1 medium (approx. 196 g) – 33 calories
1 cup, sliced, boiled (approx. 180 g) – 27 calories
Zucchinis may be the most popular of all of the summer squash varieties that are used for food in Europe and North America. The zucchini is classified as a member of the species, C. pepo, genus Cucurbita, of the family Cucurbitacea. This sqaush has its ancestry in the Central American regions, though what is commonly known as the zucchini was developed in Italy much later.
Unlike most winter squash varieties that are vine-like in growth, the zucchini plant has a more bush-like appearance. This vegetable is easily grown in temperate climates, and is often a favorite with home gardeners for its proliferation of fruits. Zucchinis can grow quite large, up to 3 feet in length, but the younger fruits are generally selected for tenderness and sweeter flavor. While the zucchini is regularly treated like a vegetable in its culinary uses, it is botanically considered to be a fruit. Although most of the vegetables that are referred to as zucchini are typically green there are other varieties, most commonly the golden zucchini, that is a nice yellow in color.

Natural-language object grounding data

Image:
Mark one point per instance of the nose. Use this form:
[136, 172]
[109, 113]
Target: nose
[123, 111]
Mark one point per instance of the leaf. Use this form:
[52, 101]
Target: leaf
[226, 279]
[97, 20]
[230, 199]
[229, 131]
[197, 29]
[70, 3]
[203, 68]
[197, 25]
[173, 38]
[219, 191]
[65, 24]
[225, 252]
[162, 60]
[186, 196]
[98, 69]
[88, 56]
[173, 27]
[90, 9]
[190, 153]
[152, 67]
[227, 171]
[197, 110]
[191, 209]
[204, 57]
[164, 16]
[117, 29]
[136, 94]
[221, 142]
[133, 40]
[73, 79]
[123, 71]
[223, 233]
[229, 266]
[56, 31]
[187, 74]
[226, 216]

#### Questions to answer
**a)** Output the zucchini text verbatim from "Unlike most winter" to "yellow in color.".
**b)** Can you pick up the zucchini text after its last sentence and keep writing it?

#### Written answers
**a)**
Unlike most winter squash varieties that are vine-like in growth, the zucchini plant has a more bush-like appearance. This vegetable is easily grown in temperate climates, and is often a favorite with home gardeners for its proliferation of fruits. Zucchinis can grow quite large, up to 3 feet in length, but the younger fruits are generally selected for tenderness and sweeter flavor. While the zucchini is regularly treated like a vegetable in its culinary uses, it is botanically considered to be a fruit. Although most of the vegetables that are referred to as zucchini are typically green there are other varieties, most commonly the golden zucchini, that is a nice yellow in color.

**b)**
Nutritional Components of Zucchini
Zucchinis have only 17 calories per 100 grams of this vegetable, making it a great choice for those who are trying to lose weight. This fruit also contains fiber and has no cholesterol. Zucchini also contains vitamins and minerals, most notably folate, several B vitamins, Vitamin C, potassium, manganese, phosphorous, and iron. Antioxidant and health benefits are also derived from special carotenoids that are found in this delicate vegetable.
Zucchini contains phytonutrients, such as lutein and zeaxanthin, that help to protect your eyes from damage by filtering the light that enters the lens. These carotenoids not only promote overall health to the delicate eye tissues, they can also offer some protection for the development of age-related macular degeneration.
This creamy vegetable contains many vitamins and minerals that not only have an antioxidant effect to protect against cell damage, but these nutrients are necessary for proper cell regeneration and healing of damaged tissue.
The minerals found in zucchini are important in maintaining strong and healthy bone tissue and help to protect against bone loss.
The potassium found in zucchini helps to regulate electrolytes in the body and may play a role in keeping a healthy blood pressure and heart rate. The nutrients in zucchini may also reduce your risk of stroke and heart disease.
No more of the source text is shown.